■ **Travail demandé**
1. Répondez brièvement aux questions suivantes à partir du texte :
(a) De quoi faut-il surtout, selon l'auteur, pour changer la donne ?
(b) Quelle chanteuse figure en tête d'affiche du documentaire consacré au projet The Great Green Wall ?
(c) De quel mal commun les enjeux sociaux tirent-ils leurs sources ?
2. Expliquez en une à trois phrases pourquoi, d'après le texte, il faudra se solidariser dans une véritable convergence des luttes.

Je ne crois pas à la pureté militante, pas plus qu’à la pureté des comportements individuels, cette pression et culpabilité indue qu’on veut faire porter aux individus au lieu de pointer du doigt l’ensemble de l’œuvre. Même si certains veulent tant jouer à MTV Hollywood Activist Superstar. On ne changera pas la donne à coup de sacs réutilisables, de bacs de compost et de recyclage. Ce qu’il faut surtout, c’est des politiques publiques qui mettent les grandes compagnies, les grands pollueurs à genoux. Et pour ça, ça prend la volonté politique. Pour qu’il y ait volonté politique, il faut une mobilisation sociale durable, à l’unisson et non en silo. Une Révolution tranquille 2.0 qui nous amènerait à faire un virage à 180 degrés dans notre modèle économique et de manière transversale à tous nos ministères.
Il va aussi apprendre à s’inspirer des innovations et de la vision des pays du Sud, eux qui subissent de premier chef les conséquences de nos excès au Nord. Je pense notamment au projet The Great Green Wall qui a fait l’objet d’un documentaire avec la chanteuse Inna Modja en tête d’affiche. The Great Green Wall comme dans « rêve africain ».
Faire preuve d’un optimisme lucide
Il n’y a qu’une évidence à mes yeux : il va falloir mettre l’égo de côté et se solidariser dans une véritable convergence des luttes – antiraciste, féministe, environnementale et j’en passe – parce que ces enjeux sociaux tirent leurs sources du même mal : le colonialisme et
l’hétéropatriarcat. De plus, il n’y a pas de capitalisme sans racisme.

■ **Données sources**
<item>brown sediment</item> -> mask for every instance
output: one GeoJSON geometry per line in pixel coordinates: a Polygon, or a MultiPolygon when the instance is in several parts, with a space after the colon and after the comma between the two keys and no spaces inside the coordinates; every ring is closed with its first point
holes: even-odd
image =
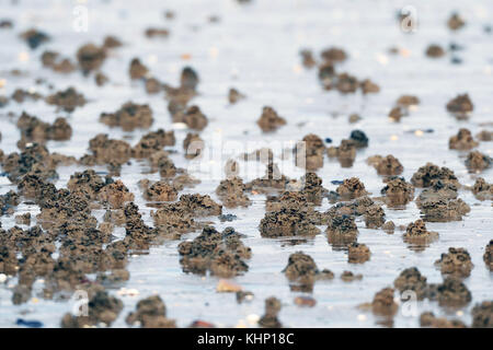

■ **Réponses attendues**
1.
(a) De politiques publiques qui mettent les grandes compagnies, les grands pollueurs à genoux.
(b) Inna Modja.
(c) Du colonialisme et de l'hétéropatriarcat.

2. Il faudra se solidariser parce que les enjeux sociaux, qu'ils soient antiracistes, féministes ou environnementaux, tirent leurs sources du même mal : le colonialisme et l'hétéropatriarcat.